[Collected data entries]
* * *

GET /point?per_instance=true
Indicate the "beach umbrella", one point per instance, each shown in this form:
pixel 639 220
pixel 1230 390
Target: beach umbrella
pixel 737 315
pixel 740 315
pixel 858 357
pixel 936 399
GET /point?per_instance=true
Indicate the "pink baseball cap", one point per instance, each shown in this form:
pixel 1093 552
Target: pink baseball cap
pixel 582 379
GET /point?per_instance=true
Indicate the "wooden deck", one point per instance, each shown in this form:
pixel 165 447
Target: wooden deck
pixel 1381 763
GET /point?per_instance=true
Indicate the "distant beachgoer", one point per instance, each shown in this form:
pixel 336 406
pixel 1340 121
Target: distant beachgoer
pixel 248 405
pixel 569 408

* * *

**Exercise details:**
Rewrite all of the records with every occurrence of "Indicate" replaced by "Mark", leaving everything else unchanged.

**Task answer:**
GET /point?per_instance=true
Mark the "beach umbrella", one point per instance, each shown in this form:
pixel 639 220
pixel 1230 390
Target: beach umbrella
pixel 737 315
pixel 740 315
pixel 858 357
pixel 936 399
GET /point?per_instance=true
Mark the "pink baseball cap", one point per instance, each shown in this form:
pixel 1093 552
Target: pink baseball cap
pixel 582 379
GET /point?per_instance=true
Mark the "wooden deck", one point per instance, each shown in this form:
pixel 165 447
Target: wooden deck
pixel 1381 763
GET /point?per_instance=true
Mark the "distant beachgoer", one point per instance, each shown in this form:
pixel 336 406
pixel 1340 121
Target: distant beachgoer
pixel 248 405
pixel 569 408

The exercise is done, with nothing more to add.